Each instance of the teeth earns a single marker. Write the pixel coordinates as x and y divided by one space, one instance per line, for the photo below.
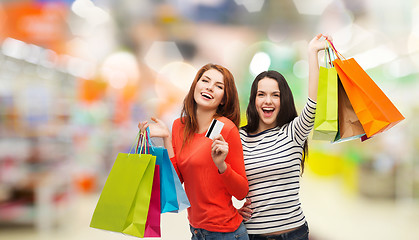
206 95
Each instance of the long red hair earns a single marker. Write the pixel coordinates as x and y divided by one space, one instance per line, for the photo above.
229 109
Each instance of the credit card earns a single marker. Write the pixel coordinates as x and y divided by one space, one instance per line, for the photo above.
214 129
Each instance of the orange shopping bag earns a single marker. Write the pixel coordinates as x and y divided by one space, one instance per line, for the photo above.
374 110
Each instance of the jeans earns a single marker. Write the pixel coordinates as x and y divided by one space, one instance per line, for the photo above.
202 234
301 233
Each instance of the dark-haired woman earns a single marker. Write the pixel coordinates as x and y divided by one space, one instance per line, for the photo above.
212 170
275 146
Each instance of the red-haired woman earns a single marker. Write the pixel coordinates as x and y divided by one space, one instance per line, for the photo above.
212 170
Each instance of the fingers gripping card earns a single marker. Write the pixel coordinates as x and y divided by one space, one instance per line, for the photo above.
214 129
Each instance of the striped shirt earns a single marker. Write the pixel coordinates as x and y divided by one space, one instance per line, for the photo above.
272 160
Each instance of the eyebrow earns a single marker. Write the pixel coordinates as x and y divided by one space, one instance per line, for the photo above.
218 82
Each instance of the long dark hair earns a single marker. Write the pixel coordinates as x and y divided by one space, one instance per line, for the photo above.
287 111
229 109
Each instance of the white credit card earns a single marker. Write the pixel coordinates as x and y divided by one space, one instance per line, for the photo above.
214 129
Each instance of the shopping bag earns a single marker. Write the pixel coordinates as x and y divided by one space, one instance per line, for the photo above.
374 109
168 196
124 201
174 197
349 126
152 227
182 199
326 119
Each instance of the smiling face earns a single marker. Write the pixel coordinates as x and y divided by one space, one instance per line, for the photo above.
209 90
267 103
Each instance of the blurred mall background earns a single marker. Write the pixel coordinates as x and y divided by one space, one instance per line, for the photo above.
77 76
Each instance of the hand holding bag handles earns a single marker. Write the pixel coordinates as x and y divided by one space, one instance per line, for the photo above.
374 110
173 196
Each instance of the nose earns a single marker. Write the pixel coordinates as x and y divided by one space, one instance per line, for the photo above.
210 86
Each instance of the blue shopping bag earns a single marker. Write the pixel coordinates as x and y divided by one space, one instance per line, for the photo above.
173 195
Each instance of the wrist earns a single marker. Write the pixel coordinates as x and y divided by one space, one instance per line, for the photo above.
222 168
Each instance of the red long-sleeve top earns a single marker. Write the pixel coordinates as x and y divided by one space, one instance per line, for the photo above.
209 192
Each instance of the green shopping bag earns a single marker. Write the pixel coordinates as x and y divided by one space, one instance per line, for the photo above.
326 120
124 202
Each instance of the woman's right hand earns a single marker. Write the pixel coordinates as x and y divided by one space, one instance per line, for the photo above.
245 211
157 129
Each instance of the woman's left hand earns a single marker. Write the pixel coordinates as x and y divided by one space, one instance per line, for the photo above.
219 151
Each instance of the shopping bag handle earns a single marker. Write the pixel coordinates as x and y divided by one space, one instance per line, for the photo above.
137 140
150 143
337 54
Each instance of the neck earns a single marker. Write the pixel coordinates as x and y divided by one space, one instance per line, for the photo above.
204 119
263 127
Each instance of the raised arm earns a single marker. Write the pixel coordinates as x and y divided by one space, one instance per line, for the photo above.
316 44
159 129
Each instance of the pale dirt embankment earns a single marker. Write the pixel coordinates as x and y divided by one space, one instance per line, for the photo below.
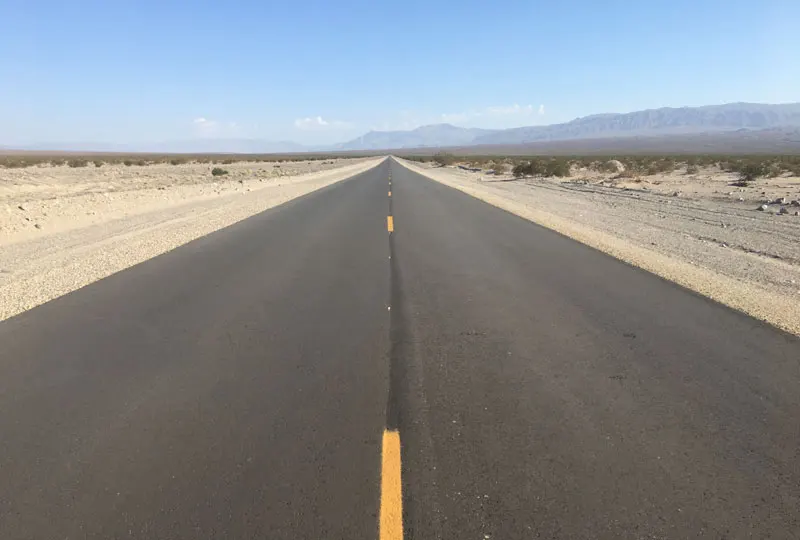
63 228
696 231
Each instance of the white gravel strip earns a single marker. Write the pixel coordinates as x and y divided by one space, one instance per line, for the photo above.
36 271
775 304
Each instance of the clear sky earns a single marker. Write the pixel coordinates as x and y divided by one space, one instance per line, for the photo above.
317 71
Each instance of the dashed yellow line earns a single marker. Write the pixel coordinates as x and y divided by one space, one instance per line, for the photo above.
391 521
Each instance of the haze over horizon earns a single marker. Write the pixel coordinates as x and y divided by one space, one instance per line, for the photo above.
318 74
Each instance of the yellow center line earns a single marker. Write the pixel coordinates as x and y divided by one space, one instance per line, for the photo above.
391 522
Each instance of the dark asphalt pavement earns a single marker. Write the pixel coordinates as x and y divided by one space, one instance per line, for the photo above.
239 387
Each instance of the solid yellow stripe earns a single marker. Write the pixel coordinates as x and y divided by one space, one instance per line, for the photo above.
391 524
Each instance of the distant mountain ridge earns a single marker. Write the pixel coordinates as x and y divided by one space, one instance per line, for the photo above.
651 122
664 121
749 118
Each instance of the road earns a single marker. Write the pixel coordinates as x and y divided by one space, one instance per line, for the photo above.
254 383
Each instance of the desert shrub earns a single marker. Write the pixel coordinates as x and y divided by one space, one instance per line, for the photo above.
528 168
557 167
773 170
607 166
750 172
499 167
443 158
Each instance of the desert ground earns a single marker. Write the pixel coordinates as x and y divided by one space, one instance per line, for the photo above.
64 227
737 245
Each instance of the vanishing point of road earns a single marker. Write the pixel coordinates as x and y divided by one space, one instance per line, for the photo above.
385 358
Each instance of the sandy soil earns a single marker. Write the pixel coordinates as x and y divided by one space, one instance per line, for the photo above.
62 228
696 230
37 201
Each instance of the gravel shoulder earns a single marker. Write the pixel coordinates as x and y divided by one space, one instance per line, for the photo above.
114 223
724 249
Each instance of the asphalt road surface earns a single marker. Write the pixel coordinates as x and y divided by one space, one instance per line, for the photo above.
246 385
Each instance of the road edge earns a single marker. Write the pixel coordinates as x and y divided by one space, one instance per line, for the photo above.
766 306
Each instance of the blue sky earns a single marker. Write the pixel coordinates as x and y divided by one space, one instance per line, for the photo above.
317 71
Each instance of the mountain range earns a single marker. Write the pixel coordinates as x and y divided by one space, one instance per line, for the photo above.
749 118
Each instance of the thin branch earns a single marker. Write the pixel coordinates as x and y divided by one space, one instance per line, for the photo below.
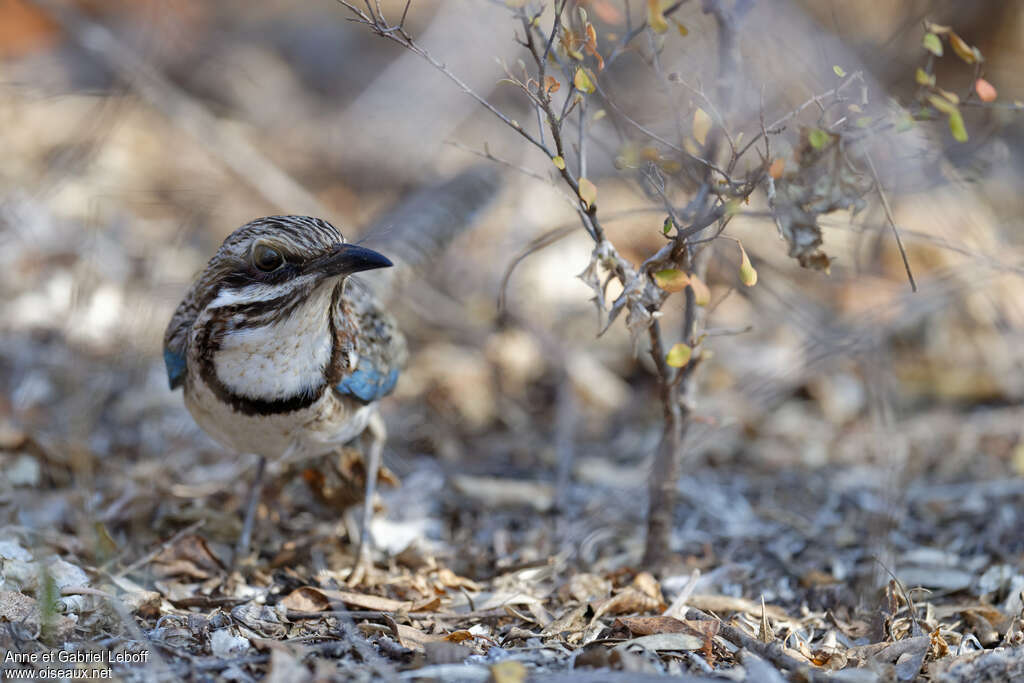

○ ○ ○ ○ ○ ○ ○

§ REQUIREMENT: No pictures belong in the copy: reproduce exactly the lines above from the one that contains "Each instance of the road edge" through the last line of the entries.

§ THE OUTPUT:
Each instance of the road edge earns a single marker. Write the pixel coordinates as x and y divided by one space, one instance per line, for the photo above.
766 306
Each instance of the blue sky earns a single marker. Write the pixel coordinates as x and y divided by one space, one instance per line, for the photo above.
317 71
Each instance of the mountain range earns a single marker. Write the pixel coordinates as x and y divided by one space, one instance per line, for the photo above.
749 118
Each instance of the thin branch earns a single marker. Write the pixel coordinates as x and y divided by one space, one instance per line, for the photo below.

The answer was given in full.